__REQUIRED WORK__. The lines to be copied are those below that contain "silo".

__SOURCE INFORMATION__.
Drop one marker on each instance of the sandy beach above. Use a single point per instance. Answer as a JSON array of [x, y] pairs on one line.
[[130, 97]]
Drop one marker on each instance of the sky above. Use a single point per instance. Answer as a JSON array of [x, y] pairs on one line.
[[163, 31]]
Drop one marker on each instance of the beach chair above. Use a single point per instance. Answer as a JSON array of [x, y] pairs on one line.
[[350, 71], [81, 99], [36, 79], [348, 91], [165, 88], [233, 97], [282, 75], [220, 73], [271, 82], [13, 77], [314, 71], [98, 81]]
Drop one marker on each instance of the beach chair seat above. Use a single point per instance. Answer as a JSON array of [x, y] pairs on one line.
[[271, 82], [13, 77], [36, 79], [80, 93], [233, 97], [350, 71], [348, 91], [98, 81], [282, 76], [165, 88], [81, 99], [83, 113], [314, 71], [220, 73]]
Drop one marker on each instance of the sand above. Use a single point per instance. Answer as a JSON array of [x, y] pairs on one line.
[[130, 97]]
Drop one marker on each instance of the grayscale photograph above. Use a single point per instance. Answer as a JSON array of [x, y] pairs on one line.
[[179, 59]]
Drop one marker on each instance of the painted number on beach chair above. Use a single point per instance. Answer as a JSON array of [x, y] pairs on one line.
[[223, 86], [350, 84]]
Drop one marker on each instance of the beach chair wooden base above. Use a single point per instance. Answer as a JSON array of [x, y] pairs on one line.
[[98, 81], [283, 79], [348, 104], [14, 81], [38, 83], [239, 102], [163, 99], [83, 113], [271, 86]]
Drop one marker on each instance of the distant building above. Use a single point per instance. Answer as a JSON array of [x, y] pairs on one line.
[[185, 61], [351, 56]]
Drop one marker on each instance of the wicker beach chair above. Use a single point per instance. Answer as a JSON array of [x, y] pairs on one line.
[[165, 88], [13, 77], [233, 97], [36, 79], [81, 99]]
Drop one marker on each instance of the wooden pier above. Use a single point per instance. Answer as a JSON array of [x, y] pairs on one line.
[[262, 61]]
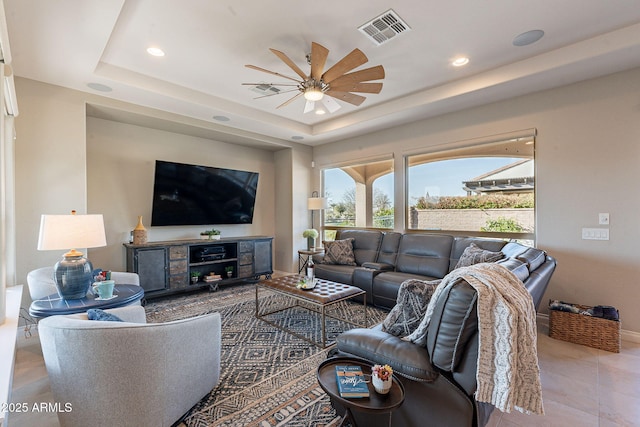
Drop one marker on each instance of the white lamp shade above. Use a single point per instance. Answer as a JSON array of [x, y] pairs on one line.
[[316, 203], [63, 232]]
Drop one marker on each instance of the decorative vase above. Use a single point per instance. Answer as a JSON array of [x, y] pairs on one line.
[[311, 243], [382, 387], [139, 233]]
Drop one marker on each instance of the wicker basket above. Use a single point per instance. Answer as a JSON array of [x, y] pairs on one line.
[[585, 330]]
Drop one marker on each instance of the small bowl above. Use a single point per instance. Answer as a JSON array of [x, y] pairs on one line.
[[306, 285]]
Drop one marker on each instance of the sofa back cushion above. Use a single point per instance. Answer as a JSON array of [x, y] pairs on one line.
[[462, 243], [424, 254], [533, 257], [389, 248], [365, 243], [452, 335]]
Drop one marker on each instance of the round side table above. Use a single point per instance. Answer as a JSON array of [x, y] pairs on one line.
[[376, 403]]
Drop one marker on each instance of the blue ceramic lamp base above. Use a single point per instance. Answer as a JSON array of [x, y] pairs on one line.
[[73, 276]]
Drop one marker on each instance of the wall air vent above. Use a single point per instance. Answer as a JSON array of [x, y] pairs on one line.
[[384, 27], [265, 89]]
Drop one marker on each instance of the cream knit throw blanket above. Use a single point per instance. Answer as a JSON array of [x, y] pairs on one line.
[[508, 375]]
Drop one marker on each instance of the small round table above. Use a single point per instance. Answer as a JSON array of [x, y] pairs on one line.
[[54, 305], [303, 257], [377, 403]]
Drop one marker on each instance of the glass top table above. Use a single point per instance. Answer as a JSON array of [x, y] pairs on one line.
[[54, 305]]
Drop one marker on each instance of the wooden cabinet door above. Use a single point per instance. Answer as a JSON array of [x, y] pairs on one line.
[[151, 266]]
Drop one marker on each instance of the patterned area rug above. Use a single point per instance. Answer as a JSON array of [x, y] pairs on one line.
[[268, 376]]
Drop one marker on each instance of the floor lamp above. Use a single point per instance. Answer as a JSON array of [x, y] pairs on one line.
[[316, 203]]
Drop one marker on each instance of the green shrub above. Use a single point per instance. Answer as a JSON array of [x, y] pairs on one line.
[[503, 225], [493, 201]]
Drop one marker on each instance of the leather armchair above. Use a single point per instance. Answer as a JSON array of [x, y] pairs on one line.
[[440, 377], [129, 373]]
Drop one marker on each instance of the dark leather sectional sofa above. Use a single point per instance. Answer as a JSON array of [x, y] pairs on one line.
[[440, 377], [386, 259]]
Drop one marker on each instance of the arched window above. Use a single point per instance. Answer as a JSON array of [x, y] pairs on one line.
[[484, 189]]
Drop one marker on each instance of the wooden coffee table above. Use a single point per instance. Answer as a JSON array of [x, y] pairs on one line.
[[324, 295], [375, 403]]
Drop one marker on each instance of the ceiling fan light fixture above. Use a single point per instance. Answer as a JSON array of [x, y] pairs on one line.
[[313, 94]]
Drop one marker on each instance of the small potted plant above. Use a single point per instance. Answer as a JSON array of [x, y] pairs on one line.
[[229, 270], [212, 234], [311, 234], [381, 377]]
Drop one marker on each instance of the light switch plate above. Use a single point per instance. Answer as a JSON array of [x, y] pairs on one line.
[[603, 218]]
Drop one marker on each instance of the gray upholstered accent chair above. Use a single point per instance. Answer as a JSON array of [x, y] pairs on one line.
[[129, 373], [41, 283]]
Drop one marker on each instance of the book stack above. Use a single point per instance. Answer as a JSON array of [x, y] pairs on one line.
[[351, 381], [212, 277]]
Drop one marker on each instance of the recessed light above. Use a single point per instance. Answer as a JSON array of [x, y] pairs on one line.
[[99, 87], [155, 51], [528, 37], [459, 62]]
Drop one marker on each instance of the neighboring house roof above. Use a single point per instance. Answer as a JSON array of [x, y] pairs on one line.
[[515, 177]]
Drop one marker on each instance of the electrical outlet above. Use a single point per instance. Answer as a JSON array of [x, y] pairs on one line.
[[603, 218]]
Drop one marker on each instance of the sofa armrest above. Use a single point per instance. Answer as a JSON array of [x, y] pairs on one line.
[[378, 266], [406, 359]]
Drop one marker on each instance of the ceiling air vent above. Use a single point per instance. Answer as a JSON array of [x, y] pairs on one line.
[[384, 27], [265, 89]]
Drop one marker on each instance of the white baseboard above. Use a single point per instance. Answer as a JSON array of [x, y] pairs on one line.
[[8, 334], [625, 335]]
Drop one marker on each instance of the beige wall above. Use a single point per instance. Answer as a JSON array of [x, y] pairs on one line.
[[587, 155], [66, 160], [121, 163]]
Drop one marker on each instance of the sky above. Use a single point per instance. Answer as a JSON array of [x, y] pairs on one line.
[[443, 178]]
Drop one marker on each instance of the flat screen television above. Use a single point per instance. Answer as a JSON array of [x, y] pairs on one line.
[[186, 194]]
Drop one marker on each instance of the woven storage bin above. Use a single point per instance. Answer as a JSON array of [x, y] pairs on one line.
[[585, 330]]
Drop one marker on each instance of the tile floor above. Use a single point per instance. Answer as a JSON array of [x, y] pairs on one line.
[[581, 386]]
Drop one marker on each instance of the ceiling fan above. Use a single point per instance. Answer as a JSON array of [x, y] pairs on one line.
[[337, 82]]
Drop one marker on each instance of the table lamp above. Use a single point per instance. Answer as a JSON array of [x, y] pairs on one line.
[[73, 274]]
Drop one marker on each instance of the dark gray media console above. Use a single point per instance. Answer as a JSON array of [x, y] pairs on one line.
[[166, 267]]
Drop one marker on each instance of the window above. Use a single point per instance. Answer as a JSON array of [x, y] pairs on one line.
[[484, 189], [359, 196]]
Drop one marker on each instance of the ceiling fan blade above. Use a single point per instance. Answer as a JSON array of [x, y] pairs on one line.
[[253, 67], [290, 63], [289, 101], [330, 104], [309, 106], [319, 55], [351, 98], [356, 87], [353, 60], [373, 73], [274, 94], [269, 84]]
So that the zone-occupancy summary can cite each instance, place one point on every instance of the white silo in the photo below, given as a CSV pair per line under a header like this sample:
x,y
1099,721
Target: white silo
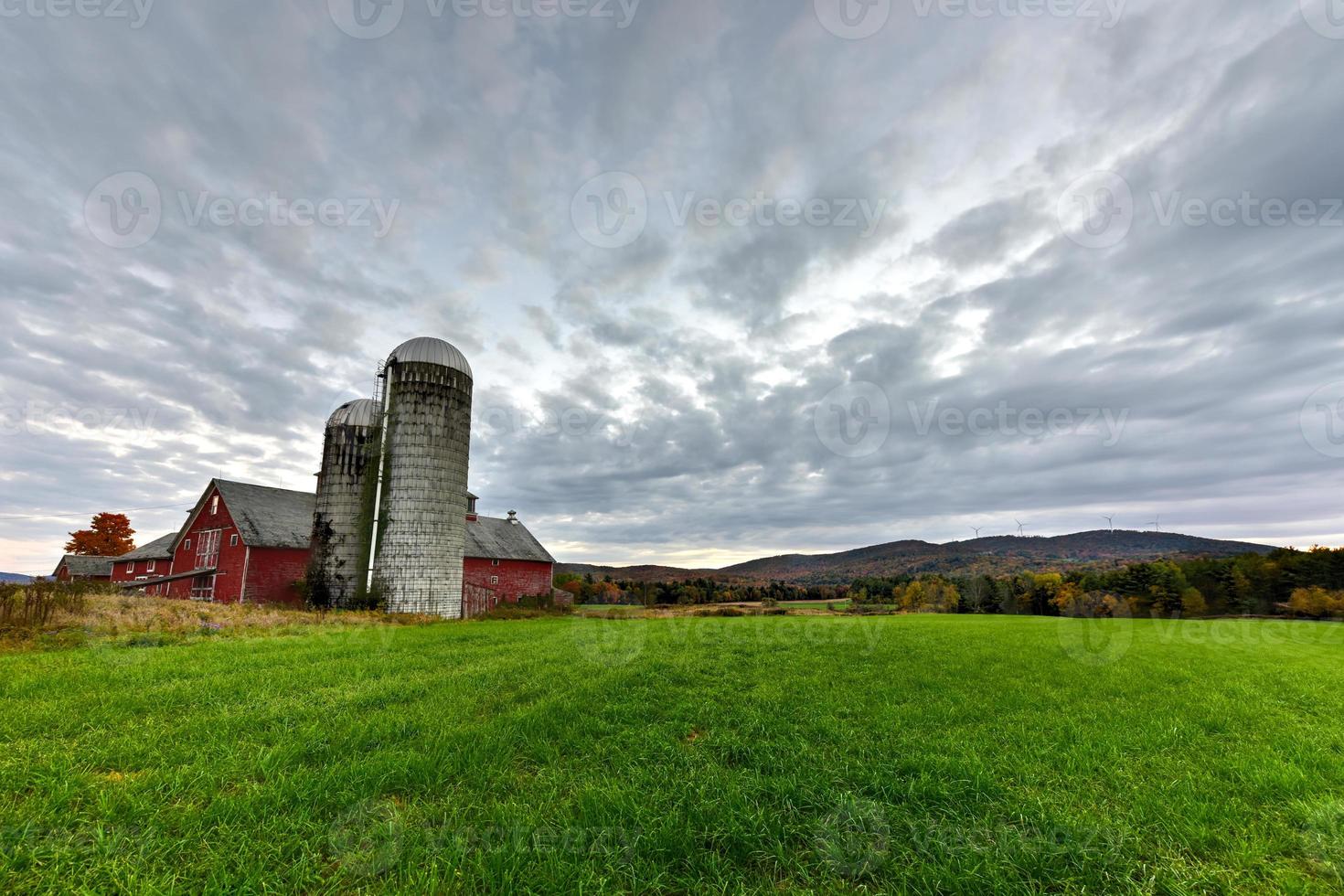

__EXERCISE OUTPUT__.
So that the zone-occupancy summary can cite each instance, place one point on every instance of the white silo in the photo below, given as a CSV pair per line under a header like this sample:
Target: white silo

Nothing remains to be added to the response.